**REQUIRED ACTIONS:**
1) According to the text on Rivery targets, which approach do Rivery's loading and transforming methods follow?
2) Continue the text on Rivery targets from the point where it stops.

Targets
  • 9 Minutes to read
  • Dark
    Light
  • PDF

Targets

  • Dark
    Light
  • PDF

Article Summary

Overview

In Rivery, a Target is a location to which data is being loaded or moved. Any storage system that can receive and store data qualifies, whether it's a database, data warehouse, etc. Connectors are used to link Targets to Rivery, enabling Rivery to work with the target and carry out operations, including loading data, building tables, and executing queries.


Rivery supports loading data into a variety of data storage and warehouse systems. You can set up connections to multiple targets as needed. For instructions on how to connect to specific types of Targets, refer to the relevant documentation:


Amazon Athena

Amazon Redshift

Amazon S3

Azure Blob Storage

Azure SQL

Azure Synapse Analytics

Databricks SQL

Email

Firebolt

Google BigQuery

Google Cloud Storage

PostgreSQL RDS/Aurora

Snowflake

Treasure Data



The Process and Principles

Key Principles

ELT

Rivery's loading and transforming methods follow the ELT (Extract, Load, Transform) approach, which aims to minimize bottlenecks in the data transformation process by utilizing the high-performance capabilities of the target databases to perform the transformations directly within the DB.

**DATA RECORDS:**

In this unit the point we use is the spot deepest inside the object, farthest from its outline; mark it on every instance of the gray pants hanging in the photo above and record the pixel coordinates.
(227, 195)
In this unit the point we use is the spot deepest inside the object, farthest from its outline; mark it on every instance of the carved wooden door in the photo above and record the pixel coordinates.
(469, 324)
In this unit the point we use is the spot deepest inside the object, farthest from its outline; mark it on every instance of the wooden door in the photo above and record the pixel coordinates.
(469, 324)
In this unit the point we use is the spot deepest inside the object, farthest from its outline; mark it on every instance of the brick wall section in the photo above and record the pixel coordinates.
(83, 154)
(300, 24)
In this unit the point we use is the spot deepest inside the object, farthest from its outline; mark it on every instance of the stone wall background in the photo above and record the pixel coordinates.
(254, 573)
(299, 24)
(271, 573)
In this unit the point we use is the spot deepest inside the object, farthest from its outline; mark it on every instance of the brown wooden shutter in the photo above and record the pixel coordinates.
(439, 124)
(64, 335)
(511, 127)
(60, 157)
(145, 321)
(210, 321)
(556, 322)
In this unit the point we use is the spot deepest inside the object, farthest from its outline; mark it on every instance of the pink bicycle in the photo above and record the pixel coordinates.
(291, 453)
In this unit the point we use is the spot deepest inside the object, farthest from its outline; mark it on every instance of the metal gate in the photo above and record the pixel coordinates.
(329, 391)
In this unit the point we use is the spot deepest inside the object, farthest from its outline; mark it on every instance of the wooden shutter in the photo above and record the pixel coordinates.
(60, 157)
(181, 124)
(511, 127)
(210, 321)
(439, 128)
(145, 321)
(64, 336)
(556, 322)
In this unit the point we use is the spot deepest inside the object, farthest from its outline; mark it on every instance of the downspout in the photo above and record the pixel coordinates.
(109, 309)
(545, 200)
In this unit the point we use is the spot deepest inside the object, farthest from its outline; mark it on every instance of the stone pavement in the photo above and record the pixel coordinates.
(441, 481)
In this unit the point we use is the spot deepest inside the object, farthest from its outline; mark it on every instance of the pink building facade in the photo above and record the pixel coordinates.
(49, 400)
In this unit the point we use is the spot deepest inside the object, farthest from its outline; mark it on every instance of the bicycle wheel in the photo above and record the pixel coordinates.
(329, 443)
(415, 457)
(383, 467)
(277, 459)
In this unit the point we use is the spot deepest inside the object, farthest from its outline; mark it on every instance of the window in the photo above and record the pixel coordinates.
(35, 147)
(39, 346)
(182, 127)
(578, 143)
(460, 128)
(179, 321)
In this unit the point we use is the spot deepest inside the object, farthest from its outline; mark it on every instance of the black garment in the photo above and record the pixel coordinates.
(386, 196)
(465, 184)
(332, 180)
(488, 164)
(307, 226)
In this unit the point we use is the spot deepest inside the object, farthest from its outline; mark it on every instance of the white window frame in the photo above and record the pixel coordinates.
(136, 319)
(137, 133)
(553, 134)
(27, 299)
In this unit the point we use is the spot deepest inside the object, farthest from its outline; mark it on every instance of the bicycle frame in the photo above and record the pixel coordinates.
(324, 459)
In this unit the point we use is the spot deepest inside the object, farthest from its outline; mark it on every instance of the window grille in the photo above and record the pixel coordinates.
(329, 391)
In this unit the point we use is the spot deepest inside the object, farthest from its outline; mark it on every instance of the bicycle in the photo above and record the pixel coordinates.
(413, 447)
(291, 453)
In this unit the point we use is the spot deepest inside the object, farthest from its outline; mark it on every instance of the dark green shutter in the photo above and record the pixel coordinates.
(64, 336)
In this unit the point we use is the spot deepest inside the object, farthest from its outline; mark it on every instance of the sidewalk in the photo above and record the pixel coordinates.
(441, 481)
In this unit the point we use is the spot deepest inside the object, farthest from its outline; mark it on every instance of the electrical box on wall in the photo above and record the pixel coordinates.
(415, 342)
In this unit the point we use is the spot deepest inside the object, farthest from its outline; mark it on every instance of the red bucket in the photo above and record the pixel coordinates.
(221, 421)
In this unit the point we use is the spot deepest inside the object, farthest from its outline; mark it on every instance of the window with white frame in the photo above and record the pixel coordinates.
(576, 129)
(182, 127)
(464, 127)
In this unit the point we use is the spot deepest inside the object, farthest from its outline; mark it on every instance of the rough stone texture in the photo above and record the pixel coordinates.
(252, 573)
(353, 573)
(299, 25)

**RESULTS OF THE TASKS:**
1) They follow the ELT (Extract, Load, Transform) approach.

2)
Running Over Data Images

Rivery's pipeline process for loading and transforming data is designed to preserve the integrity of the target tables, by ensuring that the data they contain is an accurate reflection of the source data. To achieve this, Rivery never alters or modifies the target table or data in the event of failures or incomplete runs. This approach guarantees that the data and metadata in the target table will always match the definition specified in the pipeline, preventing data loss, incompleteness, or changes in the table structure.

Custom File Zone

Setting up a Custom File Zone in Rivery is an optional feature, with the default option relying on the Managed File Zone provided by the platform, which requires no setup.
The main advantage of setting up a Custom File Zone is the ability for organizations to ensure that data is stored within their own file zones, as opposed to being stored in Rivery's Managed File Zone. This also enables organizations to use the Custom File Zone as a data lake, where raw data can be stored before it is loaded into a Target cloud data warehouse. Furthermore, organizations have the ability to define their own retention policies for data stored in the Custom File Zone. Rivery's Managed File Zone (default) retains data for a period of 48 hours.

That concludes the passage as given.